> _EXERCISE PROMPT_:
Show every line below that contains the word "building". Copy each one in full and in its original order.
═════ LISTED RECORDS ═════
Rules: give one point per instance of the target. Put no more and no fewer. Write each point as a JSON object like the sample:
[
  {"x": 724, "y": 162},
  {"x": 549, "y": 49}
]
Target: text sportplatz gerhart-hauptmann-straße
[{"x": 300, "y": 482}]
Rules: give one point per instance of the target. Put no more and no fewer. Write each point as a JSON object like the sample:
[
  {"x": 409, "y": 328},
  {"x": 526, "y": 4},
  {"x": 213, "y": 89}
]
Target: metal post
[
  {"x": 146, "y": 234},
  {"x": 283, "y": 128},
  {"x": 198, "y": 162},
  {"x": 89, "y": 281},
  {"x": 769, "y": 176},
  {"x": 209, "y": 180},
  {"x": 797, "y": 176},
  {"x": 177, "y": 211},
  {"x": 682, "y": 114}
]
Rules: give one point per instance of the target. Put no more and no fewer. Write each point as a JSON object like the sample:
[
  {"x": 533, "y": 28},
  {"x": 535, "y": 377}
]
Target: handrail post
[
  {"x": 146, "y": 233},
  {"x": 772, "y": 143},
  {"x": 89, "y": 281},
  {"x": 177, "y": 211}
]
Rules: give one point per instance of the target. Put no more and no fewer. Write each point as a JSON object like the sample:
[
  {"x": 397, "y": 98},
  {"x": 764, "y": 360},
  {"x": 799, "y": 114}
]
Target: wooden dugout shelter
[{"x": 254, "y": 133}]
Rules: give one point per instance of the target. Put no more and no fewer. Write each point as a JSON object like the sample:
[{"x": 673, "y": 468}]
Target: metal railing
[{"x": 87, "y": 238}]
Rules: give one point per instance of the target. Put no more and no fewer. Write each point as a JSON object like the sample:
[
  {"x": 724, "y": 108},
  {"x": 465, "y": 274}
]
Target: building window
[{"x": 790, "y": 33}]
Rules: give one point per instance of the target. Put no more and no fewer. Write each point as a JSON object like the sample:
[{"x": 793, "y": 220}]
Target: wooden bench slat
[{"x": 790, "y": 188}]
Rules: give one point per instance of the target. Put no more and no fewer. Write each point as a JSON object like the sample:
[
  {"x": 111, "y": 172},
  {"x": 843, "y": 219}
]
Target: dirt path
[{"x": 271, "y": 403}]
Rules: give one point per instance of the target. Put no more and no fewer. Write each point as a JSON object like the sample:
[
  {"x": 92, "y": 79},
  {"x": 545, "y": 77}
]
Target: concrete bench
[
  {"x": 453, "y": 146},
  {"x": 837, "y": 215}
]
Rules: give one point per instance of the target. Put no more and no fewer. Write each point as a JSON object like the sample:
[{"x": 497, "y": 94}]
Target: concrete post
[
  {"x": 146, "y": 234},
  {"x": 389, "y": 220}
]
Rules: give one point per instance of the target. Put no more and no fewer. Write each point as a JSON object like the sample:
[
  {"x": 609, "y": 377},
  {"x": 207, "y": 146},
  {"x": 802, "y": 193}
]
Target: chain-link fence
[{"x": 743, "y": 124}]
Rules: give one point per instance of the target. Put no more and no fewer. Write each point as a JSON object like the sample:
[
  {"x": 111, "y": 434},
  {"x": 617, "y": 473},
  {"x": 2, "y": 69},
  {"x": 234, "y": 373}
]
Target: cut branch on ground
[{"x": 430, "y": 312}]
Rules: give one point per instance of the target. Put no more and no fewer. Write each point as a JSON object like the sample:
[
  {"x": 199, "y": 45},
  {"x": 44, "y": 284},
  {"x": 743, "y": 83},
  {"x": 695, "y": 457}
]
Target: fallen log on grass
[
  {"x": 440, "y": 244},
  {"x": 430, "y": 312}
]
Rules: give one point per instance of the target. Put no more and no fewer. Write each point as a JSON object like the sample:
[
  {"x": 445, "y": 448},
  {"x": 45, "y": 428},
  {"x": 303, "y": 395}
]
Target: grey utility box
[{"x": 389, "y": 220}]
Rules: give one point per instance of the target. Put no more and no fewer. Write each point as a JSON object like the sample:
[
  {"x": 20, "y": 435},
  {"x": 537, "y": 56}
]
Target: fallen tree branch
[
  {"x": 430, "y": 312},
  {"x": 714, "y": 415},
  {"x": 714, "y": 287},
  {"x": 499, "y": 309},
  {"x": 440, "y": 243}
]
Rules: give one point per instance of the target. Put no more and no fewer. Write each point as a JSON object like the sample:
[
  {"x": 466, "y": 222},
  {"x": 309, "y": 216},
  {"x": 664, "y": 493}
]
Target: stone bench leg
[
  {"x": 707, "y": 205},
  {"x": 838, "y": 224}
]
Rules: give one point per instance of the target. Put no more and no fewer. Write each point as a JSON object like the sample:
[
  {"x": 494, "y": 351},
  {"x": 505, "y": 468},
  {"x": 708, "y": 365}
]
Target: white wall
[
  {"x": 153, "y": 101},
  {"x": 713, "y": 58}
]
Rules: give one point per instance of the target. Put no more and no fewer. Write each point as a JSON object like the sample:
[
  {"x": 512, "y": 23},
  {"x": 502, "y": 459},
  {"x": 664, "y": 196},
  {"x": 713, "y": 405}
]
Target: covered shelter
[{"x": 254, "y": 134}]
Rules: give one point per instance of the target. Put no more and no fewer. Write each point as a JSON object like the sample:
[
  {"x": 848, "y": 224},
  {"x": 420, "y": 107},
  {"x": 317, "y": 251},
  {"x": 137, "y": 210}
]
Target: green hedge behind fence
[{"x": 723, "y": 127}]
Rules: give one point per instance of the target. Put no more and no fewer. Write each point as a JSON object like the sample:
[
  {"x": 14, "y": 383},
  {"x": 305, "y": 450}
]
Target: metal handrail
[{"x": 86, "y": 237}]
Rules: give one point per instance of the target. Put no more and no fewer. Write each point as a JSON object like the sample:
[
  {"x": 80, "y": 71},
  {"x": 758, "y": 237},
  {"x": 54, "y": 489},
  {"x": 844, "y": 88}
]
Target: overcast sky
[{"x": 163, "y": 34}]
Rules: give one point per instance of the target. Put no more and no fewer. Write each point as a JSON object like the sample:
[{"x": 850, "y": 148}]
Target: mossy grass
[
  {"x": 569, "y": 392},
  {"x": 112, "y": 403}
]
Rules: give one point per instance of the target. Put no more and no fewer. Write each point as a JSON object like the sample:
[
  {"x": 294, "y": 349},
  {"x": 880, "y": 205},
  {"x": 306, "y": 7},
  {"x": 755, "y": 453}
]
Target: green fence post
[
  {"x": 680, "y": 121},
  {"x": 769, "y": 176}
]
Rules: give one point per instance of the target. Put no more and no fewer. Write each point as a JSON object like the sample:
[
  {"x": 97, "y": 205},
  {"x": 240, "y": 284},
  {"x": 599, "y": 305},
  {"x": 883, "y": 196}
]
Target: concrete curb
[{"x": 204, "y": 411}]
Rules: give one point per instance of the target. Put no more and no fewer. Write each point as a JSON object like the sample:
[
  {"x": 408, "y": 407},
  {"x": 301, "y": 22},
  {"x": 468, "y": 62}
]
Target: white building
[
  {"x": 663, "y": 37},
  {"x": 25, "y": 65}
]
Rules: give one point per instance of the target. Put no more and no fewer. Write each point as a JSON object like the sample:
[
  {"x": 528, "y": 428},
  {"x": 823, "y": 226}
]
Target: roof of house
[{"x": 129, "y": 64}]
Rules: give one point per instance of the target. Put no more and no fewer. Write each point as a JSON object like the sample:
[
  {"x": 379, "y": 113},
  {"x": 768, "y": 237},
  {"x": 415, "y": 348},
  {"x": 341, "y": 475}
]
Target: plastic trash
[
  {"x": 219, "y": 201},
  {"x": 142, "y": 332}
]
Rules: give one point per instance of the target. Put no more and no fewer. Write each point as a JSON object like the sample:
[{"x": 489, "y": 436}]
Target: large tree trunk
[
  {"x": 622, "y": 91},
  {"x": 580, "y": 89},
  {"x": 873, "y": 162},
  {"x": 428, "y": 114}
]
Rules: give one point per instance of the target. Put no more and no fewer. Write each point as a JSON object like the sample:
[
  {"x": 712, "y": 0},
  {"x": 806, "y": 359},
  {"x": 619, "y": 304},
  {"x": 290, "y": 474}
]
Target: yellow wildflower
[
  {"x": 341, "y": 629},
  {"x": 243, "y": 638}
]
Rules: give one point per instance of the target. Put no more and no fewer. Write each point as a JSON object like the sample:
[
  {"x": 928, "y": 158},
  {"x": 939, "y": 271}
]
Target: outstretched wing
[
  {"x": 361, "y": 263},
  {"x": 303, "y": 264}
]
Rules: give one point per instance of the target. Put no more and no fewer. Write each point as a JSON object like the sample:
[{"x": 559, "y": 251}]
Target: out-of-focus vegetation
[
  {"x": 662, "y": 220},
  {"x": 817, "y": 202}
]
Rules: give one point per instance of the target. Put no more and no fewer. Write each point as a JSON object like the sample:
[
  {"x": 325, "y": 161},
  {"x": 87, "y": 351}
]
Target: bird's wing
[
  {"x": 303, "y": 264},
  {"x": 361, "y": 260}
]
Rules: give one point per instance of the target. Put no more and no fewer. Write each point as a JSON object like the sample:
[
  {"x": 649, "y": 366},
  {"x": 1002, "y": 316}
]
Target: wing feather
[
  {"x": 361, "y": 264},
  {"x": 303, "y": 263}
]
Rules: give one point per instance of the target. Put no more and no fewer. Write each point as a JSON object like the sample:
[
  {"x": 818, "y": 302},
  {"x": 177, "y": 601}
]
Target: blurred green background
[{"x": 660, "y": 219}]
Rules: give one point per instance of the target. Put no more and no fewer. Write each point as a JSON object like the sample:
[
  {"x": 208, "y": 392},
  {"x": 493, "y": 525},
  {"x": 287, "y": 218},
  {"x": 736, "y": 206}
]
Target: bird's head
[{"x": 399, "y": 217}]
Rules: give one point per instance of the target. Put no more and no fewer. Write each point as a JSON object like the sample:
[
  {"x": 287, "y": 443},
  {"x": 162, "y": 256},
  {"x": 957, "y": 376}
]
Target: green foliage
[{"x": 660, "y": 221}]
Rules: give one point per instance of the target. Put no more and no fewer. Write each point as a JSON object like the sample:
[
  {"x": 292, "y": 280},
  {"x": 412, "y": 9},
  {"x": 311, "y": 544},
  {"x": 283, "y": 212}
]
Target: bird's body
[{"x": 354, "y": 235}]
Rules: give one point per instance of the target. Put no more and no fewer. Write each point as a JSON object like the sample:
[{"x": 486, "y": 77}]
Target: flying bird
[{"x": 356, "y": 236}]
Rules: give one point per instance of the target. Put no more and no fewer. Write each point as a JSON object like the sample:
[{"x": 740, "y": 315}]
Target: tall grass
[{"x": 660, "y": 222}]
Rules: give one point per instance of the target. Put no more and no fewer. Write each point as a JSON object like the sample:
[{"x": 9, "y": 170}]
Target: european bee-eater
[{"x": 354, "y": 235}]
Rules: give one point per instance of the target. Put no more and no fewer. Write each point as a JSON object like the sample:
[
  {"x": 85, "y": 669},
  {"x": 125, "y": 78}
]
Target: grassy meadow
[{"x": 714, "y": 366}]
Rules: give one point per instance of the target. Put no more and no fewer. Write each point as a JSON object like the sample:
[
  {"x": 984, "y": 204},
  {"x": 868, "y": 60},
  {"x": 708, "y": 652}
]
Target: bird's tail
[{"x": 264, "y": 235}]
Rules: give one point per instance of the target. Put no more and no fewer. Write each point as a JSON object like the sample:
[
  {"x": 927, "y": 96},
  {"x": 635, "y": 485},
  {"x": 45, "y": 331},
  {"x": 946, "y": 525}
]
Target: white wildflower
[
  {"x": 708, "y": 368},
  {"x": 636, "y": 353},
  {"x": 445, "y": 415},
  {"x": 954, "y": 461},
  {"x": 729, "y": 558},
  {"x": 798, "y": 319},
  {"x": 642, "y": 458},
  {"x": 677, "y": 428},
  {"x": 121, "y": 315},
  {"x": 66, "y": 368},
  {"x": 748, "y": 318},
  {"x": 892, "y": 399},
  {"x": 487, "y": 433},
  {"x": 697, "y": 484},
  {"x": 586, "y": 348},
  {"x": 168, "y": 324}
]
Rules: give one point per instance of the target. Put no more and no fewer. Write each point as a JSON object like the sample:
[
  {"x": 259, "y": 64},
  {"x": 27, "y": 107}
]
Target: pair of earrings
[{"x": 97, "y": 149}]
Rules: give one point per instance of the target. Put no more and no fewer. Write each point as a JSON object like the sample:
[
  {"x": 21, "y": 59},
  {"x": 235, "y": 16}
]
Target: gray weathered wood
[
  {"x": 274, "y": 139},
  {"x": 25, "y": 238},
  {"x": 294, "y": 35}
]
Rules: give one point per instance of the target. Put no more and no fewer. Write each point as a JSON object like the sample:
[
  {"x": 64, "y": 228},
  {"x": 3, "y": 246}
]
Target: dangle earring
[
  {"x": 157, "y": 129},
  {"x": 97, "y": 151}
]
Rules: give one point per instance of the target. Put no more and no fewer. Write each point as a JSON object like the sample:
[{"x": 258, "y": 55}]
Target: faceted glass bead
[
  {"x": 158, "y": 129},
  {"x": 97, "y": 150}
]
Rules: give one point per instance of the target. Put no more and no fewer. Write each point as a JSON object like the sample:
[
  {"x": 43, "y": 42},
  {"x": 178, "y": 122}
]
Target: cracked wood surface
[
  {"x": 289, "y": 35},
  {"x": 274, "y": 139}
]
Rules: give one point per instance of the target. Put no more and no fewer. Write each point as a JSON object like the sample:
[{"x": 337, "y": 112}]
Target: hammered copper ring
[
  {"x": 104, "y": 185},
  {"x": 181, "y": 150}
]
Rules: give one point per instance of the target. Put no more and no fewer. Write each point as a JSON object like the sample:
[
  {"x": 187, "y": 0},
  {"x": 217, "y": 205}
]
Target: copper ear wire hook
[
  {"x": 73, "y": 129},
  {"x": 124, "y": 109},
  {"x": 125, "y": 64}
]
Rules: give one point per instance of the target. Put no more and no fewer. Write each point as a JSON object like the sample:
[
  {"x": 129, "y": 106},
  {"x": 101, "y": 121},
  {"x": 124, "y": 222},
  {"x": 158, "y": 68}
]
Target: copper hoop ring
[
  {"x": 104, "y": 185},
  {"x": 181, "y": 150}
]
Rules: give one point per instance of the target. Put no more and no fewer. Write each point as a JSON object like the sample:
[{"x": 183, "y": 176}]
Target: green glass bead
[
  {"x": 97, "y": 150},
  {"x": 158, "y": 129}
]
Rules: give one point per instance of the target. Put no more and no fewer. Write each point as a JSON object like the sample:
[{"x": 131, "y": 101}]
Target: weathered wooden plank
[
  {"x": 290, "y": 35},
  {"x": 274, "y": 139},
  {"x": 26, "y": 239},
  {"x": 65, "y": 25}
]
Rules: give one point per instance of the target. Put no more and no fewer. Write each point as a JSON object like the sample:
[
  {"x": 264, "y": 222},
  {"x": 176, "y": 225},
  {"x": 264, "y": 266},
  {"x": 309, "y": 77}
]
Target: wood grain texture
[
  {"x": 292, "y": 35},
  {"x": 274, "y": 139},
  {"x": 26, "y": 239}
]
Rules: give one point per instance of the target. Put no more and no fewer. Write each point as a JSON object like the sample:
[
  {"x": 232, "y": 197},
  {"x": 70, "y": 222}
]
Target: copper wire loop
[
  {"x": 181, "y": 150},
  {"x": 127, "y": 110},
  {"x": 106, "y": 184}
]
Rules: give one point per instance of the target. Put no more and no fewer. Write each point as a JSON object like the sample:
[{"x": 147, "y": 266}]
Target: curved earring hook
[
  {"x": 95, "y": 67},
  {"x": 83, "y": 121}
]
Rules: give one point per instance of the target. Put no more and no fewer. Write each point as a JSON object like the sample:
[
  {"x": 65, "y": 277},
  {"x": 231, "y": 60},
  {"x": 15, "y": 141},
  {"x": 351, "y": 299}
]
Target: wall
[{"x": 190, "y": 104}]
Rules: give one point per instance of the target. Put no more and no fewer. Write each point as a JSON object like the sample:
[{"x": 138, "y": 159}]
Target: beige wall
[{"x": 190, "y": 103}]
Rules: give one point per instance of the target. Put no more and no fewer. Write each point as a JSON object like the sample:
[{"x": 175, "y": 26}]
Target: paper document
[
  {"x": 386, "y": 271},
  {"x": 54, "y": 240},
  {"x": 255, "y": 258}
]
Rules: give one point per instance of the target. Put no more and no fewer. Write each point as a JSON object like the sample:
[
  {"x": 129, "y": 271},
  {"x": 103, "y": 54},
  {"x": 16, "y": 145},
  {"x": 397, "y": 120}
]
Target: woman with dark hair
═════
> _SOLVED EXERCISE_:
Target: building window
Target: white building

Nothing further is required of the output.